To be done: Repeat the lines that follow, leaving nothing out.

▬▬▬

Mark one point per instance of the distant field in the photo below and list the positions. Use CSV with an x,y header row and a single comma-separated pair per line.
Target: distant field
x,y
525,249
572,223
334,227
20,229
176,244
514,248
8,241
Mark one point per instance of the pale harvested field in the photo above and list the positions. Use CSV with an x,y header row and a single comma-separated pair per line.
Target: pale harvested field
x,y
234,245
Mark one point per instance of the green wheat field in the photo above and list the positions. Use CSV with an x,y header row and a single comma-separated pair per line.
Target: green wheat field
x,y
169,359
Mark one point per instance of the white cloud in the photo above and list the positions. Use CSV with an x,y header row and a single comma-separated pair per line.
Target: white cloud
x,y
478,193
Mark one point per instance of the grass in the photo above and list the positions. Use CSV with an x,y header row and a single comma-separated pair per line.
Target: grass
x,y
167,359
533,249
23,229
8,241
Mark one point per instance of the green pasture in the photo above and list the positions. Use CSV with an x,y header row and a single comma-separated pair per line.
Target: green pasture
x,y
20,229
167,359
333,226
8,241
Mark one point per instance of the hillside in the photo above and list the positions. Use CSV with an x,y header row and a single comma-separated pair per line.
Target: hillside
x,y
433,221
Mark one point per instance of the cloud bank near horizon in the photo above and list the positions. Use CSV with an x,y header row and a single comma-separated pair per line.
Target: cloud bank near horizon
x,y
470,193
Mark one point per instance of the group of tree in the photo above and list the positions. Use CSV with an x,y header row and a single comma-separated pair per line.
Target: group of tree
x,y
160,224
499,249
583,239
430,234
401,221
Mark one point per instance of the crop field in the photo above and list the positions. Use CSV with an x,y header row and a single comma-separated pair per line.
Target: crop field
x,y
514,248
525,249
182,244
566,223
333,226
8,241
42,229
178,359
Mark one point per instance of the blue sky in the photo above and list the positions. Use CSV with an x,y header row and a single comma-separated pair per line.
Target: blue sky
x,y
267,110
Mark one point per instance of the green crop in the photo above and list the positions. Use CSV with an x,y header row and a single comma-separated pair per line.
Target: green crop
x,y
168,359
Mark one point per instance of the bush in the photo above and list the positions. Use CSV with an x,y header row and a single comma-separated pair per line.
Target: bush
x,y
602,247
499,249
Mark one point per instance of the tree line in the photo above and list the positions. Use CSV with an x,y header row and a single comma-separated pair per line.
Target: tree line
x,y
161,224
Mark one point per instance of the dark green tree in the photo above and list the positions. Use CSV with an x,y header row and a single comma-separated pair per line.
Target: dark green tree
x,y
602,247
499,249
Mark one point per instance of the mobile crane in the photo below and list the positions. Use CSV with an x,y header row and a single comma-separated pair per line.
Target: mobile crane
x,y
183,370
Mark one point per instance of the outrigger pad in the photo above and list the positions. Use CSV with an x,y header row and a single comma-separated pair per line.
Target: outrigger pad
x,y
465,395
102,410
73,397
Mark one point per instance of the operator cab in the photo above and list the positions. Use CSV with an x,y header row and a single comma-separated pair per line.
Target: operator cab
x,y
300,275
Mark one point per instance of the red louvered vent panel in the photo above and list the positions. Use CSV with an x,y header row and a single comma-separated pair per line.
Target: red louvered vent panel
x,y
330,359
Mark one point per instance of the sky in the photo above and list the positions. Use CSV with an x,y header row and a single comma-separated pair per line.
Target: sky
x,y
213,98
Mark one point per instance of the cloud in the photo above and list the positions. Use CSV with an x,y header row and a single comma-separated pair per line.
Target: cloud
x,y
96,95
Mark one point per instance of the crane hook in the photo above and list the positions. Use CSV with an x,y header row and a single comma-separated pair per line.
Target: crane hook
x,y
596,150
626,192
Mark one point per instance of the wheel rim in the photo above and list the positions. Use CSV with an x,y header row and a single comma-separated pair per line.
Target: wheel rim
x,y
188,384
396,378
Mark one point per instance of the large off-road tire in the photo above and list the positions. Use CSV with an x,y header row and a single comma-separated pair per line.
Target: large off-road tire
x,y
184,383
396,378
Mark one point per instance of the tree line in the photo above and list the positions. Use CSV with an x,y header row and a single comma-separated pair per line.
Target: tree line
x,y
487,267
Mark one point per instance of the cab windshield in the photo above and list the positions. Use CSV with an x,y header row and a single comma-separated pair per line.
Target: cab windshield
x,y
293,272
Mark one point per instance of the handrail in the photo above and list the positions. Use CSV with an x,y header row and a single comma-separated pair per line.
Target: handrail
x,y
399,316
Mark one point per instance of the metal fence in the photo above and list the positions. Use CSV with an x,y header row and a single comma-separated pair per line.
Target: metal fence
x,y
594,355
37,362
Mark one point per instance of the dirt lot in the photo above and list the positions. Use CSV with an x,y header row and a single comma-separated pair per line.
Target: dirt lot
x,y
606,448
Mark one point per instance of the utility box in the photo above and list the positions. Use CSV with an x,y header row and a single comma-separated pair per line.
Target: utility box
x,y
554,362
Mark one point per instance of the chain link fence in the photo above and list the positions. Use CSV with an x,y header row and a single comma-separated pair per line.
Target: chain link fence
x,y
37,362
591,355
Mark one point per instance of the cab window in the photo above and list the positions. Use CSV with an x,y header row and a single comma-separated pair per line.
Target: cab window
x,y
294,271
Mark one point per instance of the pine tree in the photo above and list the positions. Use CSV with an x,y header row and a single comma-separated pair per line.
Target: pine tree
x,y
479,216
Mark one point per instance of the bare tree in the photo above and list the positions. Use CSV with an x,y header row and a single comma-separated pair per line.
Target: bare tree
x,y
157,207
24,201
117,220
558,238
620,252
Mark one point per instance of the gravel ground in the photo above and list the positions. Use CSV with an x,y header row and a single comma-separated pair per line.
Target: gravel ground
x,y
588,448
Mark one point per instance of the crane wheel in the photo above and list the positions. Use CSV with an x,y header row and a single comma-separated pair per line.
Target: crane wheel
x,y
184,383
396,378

▬▬▬

Exercise answer:
Mark one point per instance of the distant field in the photo below and list the positions. Use CSV with an x,y header row and a single comma-separated pair per line.
Target: distant field
x,y
525,249
572,223
334,227
20,229
176,244
514,248
8,241
Mark one point per instance of the pale harvested field in the photo above and list the positions. Use CSV with an x,y header row and a single comma-separated pair per line.
Target: pale harvested field
x,y
234,245
Mark one point per instance of the green wheat field in the photo above and list the positions. Use CSV with an x,y header row and a single comma-separated pair per line.
Target: green wheat field
x,y
169,359
Mark one point per instance of the white cloud in the photo above and list the positions. Use CSV with an x,y header row and a single comma-separated pair per line.
Target: white cloud
x,y
478,193
Mark one point per instance of the grass in the photo above and list the positions. Use CSV with an x,y header row and a single comma-separated pair per line.
Target: grass
x,y
167,359
533,249
23,229
8,241
Mark one point per instance of the green pasture in the photo above and list the positions. Use CSV with an x,y header row and a single comma-separated pair per line.
Target: green pasture
x,y
20,229
167,359
333,226
8,241
Mark one point per instance of the hillside in the photo above and list the positions. Use CSV with an x,y header row and a single comma-separated pair per line.
Target: hillside
x,y
433,221
Mark one point per instance of the cloud bank near horizon in the photo above and list the positions. Use CSV with an x,y header row and a single comma-separated pair per line.
Target: cloud bank near horizon
x,y
470,193
Mark one point per instance of the group of tree in the photo above and list the positions. Use CSV with an x,y header row and a single comma-separated pair per line.
Target: group of tree
x,y
160,224
499,249
583,239
430,234
401,221
Mark one point per instance of the crop field in the photo above and list the positions. Use CSV with an x,y header row and a single comma-separated pair per line.
Target: crop field
x,y
514,248
525,249
182,244
566,223
333,226
8,241
42,229
178,359
Mark one point per instance of the blue sky in the photo above and list the positions. Use CSV with an x,y header row and a single comma-separated pair per line.
Target: blue sky
x,y
267,110
Mark one point per instance of the green crop in the photo above and list the positions. Use CSV with an x,y header row and a single comma-separated pair per line.
Target: green crop
x,y
168,359
Mark one point per instance of the bush in the photo above and list the positions. Use CSV with an x,y header row and a single comma-separated pair per line.
Target: bush
x,y
602,247
499,249
Mark one point per instance of the tree line in the photo above and list the positions. Use CSV with an x,y header row and a single comma-separated pair per line.
Target: tree line
x,y
161,224
Mark one point per instance of the dark green tree in the photo above and list the positions. Use CSV with an x,y header row and a single comma-separated pair per line.
Target: dark green tree
x,y
602,247
499,249
Mark one point per instance of the mobile crane in the photo below and list the positions. Use CSV with an x,y header row and a single comma-separated pair per line.
Target: mobile crane
x,y
183,370
Mark one point per instance of the outrigger pad in the photo above and list the positions. Use CSV with an x,y header row and a single comma-separated pair per line.
Target: outrigger pad
x,y
465,395
102,410
73,397
Mark one point per instance of the operator cab in the photo above and list the positions. Use CSV with an x,y header row and a single comma-separated pair per line.
Target: operator cab
x,y
300,275
Mark one point per instance of the red louvered vent panel in the photo above and list the positions. Use CSV with an x,y header row and a single comma-separated pair per line.
Target: red louvered vent panel
x,y
330,359
Mark one point per instance of the sky in the photo above and list the positions. Use CSV with an x,y header row and a single comma-separated pair per line.
Target: sky
x,y
213,98
Mark one point per instance of the cloud in the photo above and list the positions. Use CSV with an x,y header row and a single comma-separated pair per line.
Target: cloud
x,y
96,95
Mark one point per instance of the crane hook in the photo above and list the positions. Use CSV with an x,y header row and a single comma-separated pair per line.
Target: crane hook
x,y
596,150
626,192
Mark one point per instance of the wheel rim in the photo above and list the positions. Use CSV with an x,y header row and a single comma-separated pair per line.
Target: wheel rim
x,y
188,384
396,378
Mark one point per instance of the large off-road tire in the photo above and list the positions. Use CSV with an x,y header row and a single comma-separated pair per line.
Target: large off-road tire
x,y
184,383
396,378
Mark one point per instance of the tree line in the photo above and list the positions. Use CSV with an x,y header row and a single comma-separated pair per line.
Target: tree line
x,y
487,267
Mark one point per instance of the cab windshield in the photo above and list the positions. Use CSV with an x,y header row and a single comma-separated pair per line.
Target: cab windshield
x,y
293,272
Mark one point per instance of the handrail in the photo above and list the positions. Use CSV with an x,y header row and a single comma-separated pair per line.
Target: handrail
x,y
399,316
Mark one point per instance of the metal fence in the photo above and list the positions. Use CSV with an x,y header row and a single comma-separated pair per line.
Target: metal fence
x,y
594,355
37,362
Mark one point per instance of the dirt lot in the photo above and list the positions. Use CSV with an x,y header row and a single comma-separated pair per line.
Target: dirt lot
x,y
606,448
Mark one point per instance of the utility box in the photo above and list the positions. Use CSV with an x,y header row and a single comma-separated pair per line.
Target: utility box
x,y
554,362
Mark one point per instance of the chain link fence in the photo above and list the positions. Use CSV with an x,y header row and a single comma-separated pair per line.
Target: chain link fence
x,y
37,362
591,355
Mark one point per instance of the cab window in the photo above and list the positions. Use CSV with an x,y header row and a single comma-separated pair per line.
Target: cab window
x,y
294,271
Mark one point per instance of the pine tree in the photo above and list the positions. Use CSV with an x,y header row and a single comma-separated pair per line.
Target: pine tree
x,y
479,216
Mark one point per instance of the bare tree in the photo above and list the positions. Use CSV with an x,y header row and a single comma-separated pair per line.
Target: bare tree
x,y
157,207
24,201
117,220
558,238
620,252
Mark one point per instance of the gravel ground in the photo above and list the positions. Use CSV with an x,y header row and a single comma-separated pair per line.
Target: gravel ground
x,y
588,448
Mark one point per instance of the crane wheel in the photo above and list the positions. Use CSV with an x,y header row and a single comma-separated pair per line.
Target: crane wheel
x,y
184,383
396,378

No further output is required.